→ O QUE FAZER
[A] Segundo o texto de leitura, que mudanças ocorreram no mercado editorial brasileiro nas últimas duas décadas? Liste todas.
[B] De acordo com o texto de leitura, a que meios de publicação o aspirante a escritor ainda parece atrelado?

→ TEXTO DE LEITURA
────────

Especial Capa: Quem quer um autor?

Quem quer um autor?


Em um cenário com muitas alternativas de publicação, mas também de poucos leitores e muitos autores, consolidar carreira na literatura brasileira ainda é tarefa difícil

Daniel Zanella


leitor
Há pelo menos duas décadas, o mercado editorial brasileiro deu um salto, os meios de produção do livro se alargaram, uma grande quantidade de editoras — grandes, médias e pequenas — surgiram, as feiras e cafés literários viraram febre e houve grande oferta de cursos e oficinas de criação com escritores consagrados. Uma série de fatores que jogam a favor daqueles que pretendem começar a escrever ficção. Mas, paradoxalmente, apesar deste cenário com muitas possibilidades de publicação e aprendizado, o aspirante a escritor ainda parece atrelado aos meios de publicação tradicionais, o que inclui o desejo de estar em grandes editoras e editar seu livro no formato tradicional, de papel. Diante desse aparente descompasso entre possibilidades e desejos, qual o melhor caminho para um escritor iniciante?

────────

→ ITENS FORNECIDOS
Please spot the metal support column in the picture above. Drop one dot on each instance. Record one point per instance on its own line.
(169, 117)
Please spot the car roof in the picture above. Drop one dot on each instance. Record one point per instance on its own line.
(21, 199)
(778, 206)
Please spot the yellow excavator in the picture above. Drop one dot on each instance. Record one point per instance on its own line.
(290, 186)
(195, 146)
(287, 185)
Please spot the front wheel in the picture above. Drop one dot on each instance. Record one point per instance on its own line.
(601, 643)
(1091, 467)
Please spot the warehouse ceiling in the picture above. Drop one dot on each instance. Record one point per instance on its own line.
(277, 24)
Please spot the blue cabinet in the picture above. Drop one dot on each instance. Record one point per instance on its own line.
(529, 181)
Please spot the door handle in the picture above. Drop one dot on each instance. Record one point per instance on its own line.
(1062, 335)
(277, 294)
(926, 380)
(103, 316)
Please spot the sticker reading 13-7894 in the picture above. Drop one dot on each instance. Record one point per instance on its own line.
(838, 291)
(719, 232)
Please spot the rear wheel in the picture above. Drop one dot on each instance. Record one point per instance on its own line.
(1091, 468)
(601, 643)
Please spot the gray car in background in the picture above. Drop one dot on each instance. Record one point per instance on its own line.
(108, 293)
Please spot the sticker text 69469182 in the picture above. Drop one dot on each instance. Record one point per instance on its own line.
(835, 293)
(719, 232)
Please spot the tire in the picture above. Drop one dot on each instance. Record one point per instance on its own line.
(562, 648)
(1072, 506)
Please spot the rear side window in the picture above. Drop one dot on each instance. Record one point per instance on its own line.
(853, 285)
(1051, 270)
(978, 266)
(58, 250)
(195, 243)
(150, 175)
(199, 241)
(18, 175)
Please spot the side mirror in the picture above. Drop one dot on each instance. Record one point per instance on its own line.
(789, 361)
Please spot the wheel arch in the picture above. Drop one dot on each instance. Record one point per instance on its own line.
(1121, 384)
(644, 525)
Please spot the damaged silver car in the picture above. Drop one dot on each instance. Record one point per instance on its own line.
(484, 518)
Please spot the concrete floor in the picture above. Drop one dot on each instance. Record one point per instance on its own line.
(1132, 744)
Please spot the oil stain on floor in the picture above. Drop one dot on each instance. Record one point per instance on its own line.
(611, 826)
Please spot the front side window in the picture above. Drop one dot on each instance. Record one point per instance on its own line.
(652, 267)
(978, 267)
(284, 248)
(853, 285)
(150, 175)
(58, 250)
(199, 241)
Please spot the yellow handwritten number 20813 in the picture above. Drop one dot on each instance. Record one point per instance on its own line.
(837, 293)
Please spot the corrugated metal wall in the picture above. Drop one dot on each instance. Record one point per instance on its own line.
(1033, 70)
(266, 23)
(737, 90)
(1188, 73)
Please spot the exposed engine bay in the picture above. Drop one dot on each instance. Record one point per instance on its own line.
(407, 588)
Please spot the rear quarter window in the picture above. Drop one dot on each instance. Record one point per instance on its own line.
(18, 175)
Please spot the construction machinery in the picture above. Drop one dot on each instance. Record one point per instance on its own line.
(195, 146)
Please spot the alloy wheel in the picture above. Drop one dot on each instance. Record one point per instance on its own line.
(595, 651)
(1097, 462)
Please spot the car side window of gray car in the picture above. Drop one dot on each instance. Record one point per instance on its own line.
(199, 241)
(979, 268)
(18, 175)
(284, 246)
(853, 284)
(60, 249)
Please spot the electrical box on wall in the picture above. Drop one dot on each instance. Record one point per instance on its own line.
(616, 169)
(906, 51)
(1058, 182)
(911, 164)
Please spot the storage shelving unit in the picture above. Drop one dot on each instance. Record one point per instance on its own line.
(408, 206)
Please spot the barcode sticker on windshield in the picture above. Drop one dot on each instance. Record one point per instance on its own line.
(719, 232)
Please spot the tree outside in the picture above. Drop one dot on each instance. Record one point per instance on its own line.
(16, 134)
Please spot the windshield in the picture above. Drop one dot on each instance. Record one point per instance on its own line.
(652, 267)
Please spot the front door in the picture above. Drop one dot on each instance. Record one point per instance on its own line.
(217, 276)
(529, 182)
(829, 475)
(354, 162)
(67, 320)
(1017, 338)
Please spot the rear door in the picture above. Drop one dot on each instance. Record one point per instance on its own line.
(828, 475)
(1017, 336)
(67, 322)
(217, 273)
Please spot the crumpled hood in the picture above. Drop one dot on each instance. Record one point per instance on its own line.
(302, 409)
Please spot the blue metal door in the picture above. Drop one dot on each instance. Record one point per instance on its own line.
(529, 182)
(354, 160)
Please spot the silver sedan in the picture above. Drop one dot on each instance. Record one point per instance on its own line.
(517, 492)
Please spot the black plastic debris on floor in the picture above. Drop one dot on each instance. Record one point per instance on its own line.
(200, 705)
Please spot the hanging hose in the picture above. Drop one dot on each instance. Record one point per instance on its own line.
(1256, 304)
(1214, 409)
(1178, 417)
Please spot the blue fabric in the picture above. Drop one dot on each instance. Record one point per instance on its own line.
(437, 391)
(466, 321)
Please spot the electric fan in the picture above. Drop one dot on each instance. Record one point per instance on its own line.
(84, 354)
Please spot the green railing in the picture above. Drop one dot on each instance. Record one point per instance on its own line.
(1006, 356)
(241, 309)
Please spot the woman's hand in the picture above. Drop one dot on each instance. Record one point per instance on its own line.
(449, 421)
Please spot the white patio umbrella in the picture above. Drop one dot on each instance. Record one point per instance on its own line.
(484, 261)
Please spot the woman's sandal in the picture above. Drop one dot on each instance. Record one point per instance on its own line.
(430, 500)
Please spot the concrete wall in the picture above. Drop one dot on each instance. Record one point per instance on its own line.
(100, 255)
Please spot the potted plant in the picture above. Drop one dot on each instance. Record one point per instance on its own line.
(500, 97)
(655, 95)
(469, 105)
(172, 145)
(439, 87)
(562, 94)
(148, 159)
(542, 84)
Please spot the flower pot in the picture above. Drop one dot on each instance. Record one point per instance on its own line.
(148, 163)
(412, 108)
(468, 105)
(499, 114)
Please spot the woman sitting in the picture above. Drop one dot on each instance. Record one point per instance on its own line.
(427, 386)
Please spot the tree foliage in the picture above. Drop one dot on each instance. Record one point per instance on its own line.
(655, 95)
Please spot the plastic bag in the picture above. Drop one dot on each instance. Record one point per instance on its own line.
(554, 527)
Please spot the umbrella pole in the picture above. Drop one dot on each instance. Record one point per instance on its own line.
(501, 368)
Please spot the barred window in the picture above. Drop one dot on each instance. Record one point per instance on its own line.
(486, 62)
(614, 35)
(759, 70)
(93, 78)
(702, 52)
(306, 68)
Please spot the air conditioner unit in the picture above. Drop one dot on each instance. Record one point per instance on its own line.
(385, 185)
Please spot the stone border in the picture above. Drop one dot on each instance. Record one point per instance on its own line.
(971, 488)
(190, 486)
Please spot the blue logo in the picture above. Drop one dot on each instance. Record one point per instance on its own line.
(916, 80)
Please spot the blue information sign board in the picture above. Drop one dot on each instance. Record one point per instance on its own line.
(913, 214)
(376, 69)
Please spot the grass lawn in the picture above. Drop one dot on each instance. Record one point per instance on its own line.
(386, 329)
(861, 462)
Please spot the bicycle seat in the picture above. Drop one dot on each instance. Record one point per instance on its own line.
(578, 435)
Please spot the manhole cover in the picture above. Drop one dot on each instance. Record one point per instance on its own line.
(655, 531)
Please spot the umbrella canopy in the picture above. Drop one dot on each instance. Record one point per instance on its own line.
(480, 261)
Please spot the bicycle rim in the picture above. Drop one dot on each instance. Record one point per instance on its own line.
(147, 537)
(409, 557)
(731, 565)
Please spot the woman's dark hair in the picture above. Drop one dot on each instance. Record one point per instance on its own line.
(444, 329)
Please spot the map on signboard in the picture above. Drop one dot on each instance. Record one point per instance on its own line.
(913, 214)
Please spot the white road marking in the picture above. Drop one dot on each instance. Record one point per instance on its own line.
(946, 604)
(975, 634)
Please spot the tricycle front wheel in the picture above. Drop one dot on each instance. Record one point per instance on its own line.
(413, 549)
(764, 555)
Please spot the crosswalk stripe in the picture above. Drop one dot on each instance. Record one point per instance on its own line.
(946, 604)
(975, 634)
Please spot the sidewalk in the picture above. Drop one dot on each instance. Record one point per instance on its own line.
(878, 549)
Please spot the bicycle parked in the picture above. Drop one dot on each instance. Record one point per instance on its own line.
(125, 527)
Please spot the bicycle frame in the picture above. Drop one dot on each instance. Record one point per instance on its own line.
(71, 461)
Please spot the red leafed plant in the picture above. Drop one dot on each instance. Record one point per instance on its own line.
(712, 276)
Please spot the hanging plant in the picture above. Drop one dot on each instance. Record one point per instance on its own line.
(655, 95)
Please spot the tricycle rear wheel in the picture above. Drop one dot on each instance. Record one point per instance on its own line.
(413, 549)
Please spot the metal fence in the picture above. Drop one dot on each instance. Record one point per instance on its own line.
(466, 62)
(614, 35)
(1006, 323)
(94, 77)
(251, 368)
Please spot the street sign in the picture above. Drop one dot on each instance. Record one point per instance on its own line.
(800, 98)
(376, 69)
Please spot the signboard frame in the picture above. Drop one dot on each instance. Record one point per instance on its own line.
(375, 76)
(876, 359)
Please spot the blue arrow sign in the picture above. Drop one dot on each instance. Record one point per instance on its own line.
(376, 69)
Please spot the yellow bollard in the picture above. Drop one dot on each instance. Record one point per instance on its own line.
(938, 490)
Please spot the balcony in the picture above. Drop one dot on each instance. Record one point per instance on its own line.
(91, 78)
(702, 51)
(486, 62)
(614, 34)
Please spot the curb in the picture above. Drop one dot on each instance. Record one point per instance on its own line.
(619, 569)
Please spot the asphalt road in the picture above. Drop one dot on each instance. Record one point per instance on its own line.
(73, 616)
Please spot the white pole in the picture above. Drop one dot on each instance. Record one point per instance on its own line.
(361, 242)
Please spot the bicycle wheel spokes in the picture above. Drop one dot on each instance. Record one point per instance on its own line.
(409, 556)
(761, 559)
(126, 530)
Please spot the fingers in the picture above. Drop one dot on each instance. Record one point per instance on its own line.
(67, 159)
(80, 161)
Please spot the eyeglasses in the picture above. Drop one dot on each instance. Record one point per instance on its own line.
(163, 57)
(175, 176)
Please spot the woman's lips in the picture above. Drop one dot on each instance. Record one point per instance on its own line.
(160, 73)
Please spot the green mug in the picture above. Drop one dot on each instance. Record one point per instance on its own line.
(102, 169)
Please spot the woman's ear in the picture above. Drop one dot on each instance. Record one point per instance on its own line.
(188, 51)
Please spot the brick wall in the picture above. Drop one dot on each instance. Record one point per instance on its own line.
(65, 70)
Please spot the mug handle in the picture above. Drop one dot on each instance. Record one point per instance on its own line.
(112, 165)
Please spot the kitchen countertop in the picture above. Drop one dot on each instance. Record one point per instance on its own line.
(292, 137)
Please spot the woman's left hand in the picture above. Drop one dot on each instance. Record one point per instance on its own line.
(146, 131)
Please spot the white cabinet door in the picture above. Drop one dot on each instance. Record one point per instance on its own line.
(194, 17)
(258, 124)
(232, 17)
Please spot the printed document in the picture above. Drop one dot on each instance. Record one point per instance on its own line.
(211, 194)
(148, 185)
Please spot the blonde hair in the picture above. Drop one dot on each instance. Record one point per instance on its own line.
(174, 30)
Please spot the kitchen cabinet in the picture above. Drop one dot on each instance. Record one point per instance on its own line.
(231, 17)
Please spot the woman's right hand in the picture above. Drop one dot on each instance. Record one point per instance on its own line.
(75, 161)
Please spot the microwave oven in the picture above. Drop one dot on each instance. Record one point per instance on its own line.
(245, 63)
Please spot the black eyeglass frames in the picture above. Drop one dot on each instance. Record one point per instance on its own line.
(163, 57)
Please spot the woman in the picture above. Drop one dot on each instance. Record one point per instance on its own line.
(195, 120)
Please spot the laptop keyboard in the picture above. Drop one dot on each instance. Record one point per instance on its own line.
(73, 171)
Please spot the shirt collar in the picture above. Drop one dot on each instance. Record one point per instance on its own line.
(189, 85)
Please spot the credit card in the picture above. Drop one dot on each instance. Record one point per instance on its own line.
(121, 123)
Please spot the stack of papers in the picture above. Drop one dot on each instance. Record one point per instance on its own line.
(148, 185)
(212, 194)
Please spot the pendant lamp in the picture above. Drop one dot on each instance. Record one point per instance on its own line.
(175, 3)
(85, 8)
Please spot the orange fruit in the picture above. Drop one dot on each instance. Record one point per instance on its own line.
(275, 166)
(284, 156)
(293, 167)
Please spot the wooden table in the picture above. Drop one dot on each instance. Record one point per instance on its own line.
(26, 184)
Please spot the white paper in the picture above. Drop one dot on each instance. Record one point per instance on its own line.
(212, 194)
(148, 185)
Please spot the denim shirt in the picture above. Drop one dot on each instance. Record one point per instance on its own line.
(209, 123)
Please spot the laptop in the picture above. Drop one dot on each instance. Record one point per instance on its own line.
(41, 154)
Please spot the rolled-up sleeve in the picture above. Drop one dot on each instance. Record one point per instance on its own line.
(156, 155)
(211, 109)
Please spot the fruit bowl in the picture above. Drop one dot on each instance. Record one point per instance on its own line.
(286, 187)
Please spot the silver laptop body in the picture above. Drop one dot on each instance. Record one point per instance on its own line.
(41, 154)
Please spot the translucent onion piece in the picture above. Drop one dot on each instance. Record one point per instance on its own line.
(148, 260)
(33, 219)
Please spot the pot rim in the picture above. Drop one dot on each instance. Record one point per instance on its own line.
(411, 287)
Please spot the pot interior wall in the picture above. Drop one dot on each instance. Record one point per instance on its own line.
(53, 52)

────────

→ RESPOSTAS
[A]
- O mercado editorial deu um salto.
- Os meios de produção do livro se alargaram.
- Surgiu uma grande quantidade de editoras, grandes, médias e pequenas.
- As feiras e os cafés literários viraram febre.
- Houve grande oferta de cursos e oficinas de criação com escritores consagrados.

[B] Aos meios tradicionais: deseja estar em grandes editoras e editar o livro no formato de papel.